O Brasil avançou um pouquinho nesta área – o problema já é considerado como real. O MEC produziu um documento intitulado Política Nacional de Alfabetização, um documento correto, cujo processo de elaboração seguiu vários passos corretos. E, mais recentemente, embora de forma canhestra, incluiu requisitos de preparação para alfabetização no PNLD da pré-escola. São avanços, mas é muito pouco. Estados, municípios, Faculdades de Educação e as Ongs influentes no setor ainda hesitam em aceitar a evidência científica e suas implicações. Mais uma vez esse atraso se reflete nos resultados – e possivelmente é responsável por eles.

○ ○ ○ ○ ○

> _Tarefa_
Extraia do trecho sobre alfabetização, sem nenhuma alteração, a parte que começa com as palavras que contêm "O Brasil avançou" e termina com "responsável por eles.". As linhas a seguir são um material à parte, sem relação com o trecho.

> _Dados de origem_
○ ○ ○ ○ ○

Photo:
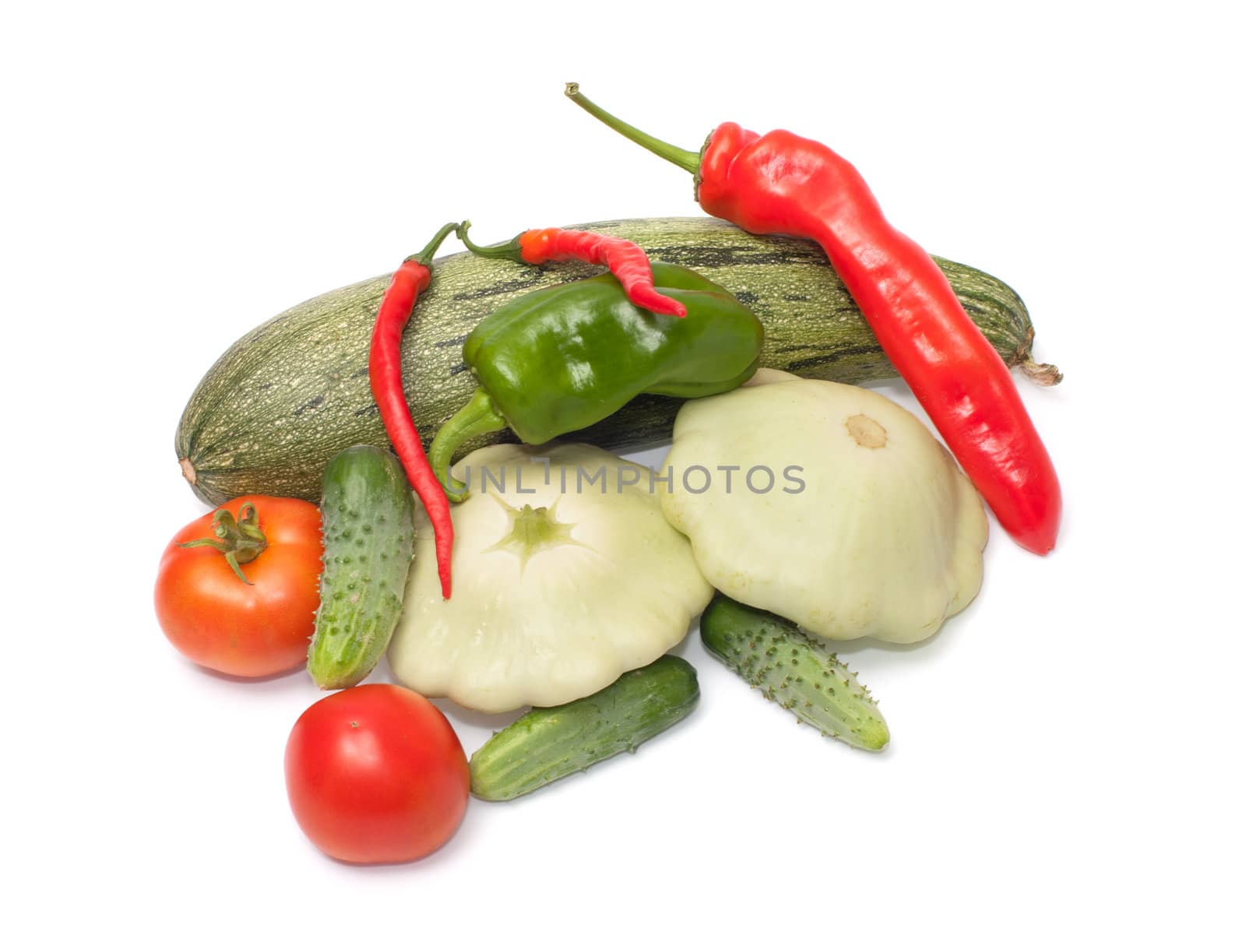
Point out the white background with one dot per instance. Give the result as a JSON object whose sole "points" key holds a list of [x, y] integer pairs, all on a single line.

○ ○ ○ ○ ○

> _Solução_
O Brasil avançou um pouquinho nesta área – o problema já é considerado como real. O MEC produziu um documento intitulado Política Nacional de Alfabetização, um documento correto, cujo processo de elaboração seguiu vários passos corretos. E, mais recentemente, embora de forma canhestra, incluiu requisitos de preparação para alfabetização no PNLD da pré-escola. São avanços, mas é muito pouco. Estados, municípios, Faculdades de Educação e as Ongs influentes no setor ainda hesitam em aceitar a evidência científica e suas implicações. Mais uma vez esse atraso se reflete nos resultados – e possivelmente é responsável por eles.